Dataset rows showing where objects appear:
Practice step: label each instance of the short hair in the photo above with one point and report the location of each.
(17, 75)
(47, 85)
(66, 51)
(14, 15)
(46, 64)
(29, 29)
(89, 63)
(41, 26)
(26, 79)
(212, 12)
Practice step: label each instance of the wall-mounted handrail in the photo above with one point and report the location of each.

**Goal**
Reproduce all of the rows above, replacing every "Practice step" with "Exercise" and keeping everything else the same.

**Exercise answer**
Exercise: label each instance of the short hair in the photo above with one point and report the location of each.
(17, 75)
(47, 85)
(66, 51)
(14, 15)
(46, 64)
(29, 29)
(89, 63)
(41, 26)
(26, 79)
(212, 12)
Exercise: label each instance of the wall-mounted handrail in the photo above with one point and report the location of each.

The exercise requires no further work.